--- TEXTE FOURNI ---
════════════════════

24Cet ensemble de connaissances illustre bien, avec différents types de manipulation, les problèmes posés par l’échange de statut entre le Passeur et le Réceptionneur (P – R) en fonction de la vitesse et de la dynamique du jeu. Pour une bonne réussite, le déplacement d’un joueur, ses repères visuels et la trajectoire de balle doivent être le plus aligné possible. Quand ces trois aspects sont réunis, le joueur est dans les conditions de compatibilité maximale. Le système de repères est donc constitué par l’axe P – R ainsi que par l’orientation des joueurs par rapport à cet axe, la distance entre le Passeur et le Réceptionneur et leurs vitesses réciproques. La forme de la trajectoire de la balle apporte une indication supplémentaire. Les critères utilisés pour caractériser la loi de compatibilité reposent sur l’arrêt ou le déplacement des joueurs et leurs postures respectives au moment du lancer et de l’attraper du ballon. Les progrès dans l’échange vont du lancer simple à l’arrêt, action ponctuelle exclusive de tout autre avec une réception à l’arrêt pour le partenaire, à un lancer long et tendu, cette action étant intégrée dans une circulation tactique en mouvement coordonnant plusieurs actions de jeu simultanées (Mérand, 1989). Enfin, donner le ballon dans un espace libre où le joueur sera dans un instant mais au bon timing, avec la bonne puissance et le bon effet constitue un enjeu important de la réussite. Cela entraîne, fréquemment, un étirement et un agrandissement de l’espace de jeu effectif qui offrent des opportunités à l’offensive pour prendre de l’avance sur le replacement défensif.
1. 6. Arrêter et contrôler le ballon
25Nous allons analyser, sous forme d’échelle comportementale, les conduites motrices d’un joueur confronté à la tâche : “arrêter un ballon”. Comme tous ces types de recueils de données, cette échelle est construite en complexité croissante. Cependant, des restrictions sont à apporter à la fiabilité de ces descriptifs. En effet, pour organiser ces attitudes en échelle comportementale, on fait toujours l’hypothèse que l’affrontement est normalisé. Pourtant, la réversibilité et la variabilité des actions sont une donnée constante en football et force est de considérer ces comportements, seulement comme des « repères formels ». La tâche « arrêter un ballon » avec une opposition standardisée permet de relever plusieurs étapes. (1) La balle est repoussée quand elle est forte et à terre. Les balles hautes et toutes balles de la tête sont esquivées. (2) Les joueurs immobilisent la balle sans être personnellement en mouvement. Le geste est réussi sur balle à terre, en face à face avec le ballon et quand l’adversaire est éloigné. (3) Le contrôle en mouvement apparaît sur balle à terre venant de l’avant. Le semi blocage est possible quand le joueur est statique. (4) Différentes surfaces sont utilisées pour s’approprier la balle en mouvement et enfin (5) le contrôle de la balle devient “tactique” avec l’apparition de l’amorti et du contrôle orienté.

════════════════════

--- ÉNONCÉ PROPOSÉ ---
Prolongez le texte sur la passe et l'arrêt du ballon au football en reprenant juste après sa dernière phrase.

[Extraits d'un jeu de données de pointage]
════════════════════

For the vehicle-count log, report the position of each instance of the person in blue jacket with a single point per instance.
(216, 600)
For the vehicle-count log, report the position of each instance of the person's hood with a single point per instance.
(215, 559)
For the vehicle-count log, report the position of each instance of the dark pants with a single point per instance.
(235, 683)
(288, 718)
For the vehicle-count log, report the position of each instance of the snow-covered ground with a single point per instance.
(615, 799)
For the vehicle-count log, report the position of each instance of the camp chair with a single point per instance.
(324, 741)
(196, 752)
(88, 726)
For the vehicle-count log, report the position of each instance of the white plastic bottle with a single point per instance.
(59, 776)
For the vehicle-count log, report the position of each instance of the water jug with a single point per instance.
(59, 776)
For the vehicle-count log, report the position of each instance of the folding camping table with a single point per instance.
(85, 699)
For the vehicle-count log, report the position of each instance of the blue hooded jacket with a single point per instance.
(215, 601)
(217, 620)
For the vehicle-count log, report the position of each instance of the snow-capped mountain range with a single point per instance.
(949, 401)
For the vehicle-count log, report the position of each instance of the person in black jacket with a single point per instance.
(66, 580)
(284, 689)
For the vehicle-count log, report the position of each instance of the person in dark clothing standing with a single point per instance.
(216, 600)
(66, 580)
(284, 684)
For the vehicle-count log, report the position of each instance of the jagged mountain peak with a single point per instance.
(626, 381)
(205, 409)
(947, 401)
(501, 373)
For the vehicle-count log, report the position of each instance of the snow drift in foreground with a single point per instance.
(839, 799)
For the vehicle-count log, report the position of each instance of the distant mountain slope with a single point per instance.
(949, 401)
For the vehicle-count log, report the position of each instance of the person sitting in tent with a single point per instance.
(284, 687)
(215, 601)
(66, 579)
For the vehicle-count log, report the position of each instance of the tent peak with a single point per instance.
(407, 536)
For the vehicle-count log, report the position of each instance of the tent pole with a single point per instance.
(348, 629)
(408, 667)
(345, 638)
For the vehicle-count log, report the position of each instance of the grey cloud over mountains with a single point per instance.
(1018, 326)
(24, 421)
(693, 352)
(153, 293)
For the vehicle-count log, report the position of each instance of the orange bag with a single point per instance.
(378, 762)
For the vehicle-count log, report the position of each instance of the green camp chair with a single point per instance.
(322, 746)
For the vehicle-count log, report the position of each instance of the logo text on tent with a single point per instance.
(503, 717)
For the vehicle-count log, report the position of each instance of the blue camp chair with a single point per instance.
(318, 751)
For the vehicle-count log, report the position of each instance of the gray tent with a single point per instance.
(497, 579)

════════════════════

--- EXERCICE CORRIGÉ ---
26Avec un ballon arrivant à vitesse élevée, cette tâche en situation d’opposition reste une tâche particulièrement difficile.
2. Quelques éléments complémentaires
27Dans les situations d’opposition, des conditions strictes existent pour faire une passe dans de bonnes conditions. En général, les réceptionneurs proposent au porteur du ballon, par une course ou un geste, d’assurer la continuité de l’action. Alors, le porteur de balle choisit la réponse qui lui semble la plus pertinente. Ensuite, il doit, à la fois, passer la balle au bon endroit et au temps juste pour que son partenaire puisse se saisir du ballon (Frantz, 1975). Pour le réceptionneur, la direction de son déplacement et la trajectoire du ballon doivent être le plus proche possible pour des conditions de réussite maximum (loi de compatibilité).
2. 1. Duel attaquant/défenseur
28Du débutant au joueur débrouillé, ce type de duel passe par les étapes suivantes. Tout d’abord les défenseurs se placent sur le devant du porteur de balle et défendent quasiment exclusivement sur lui (figure 10). Cet état de fait produit des difficultés importantes pour le lanceur mais par contre laisse les équipiers assez libres quand ils se sont un peu éloignés du ballon, d’où une solution possible pour le porteur de balle.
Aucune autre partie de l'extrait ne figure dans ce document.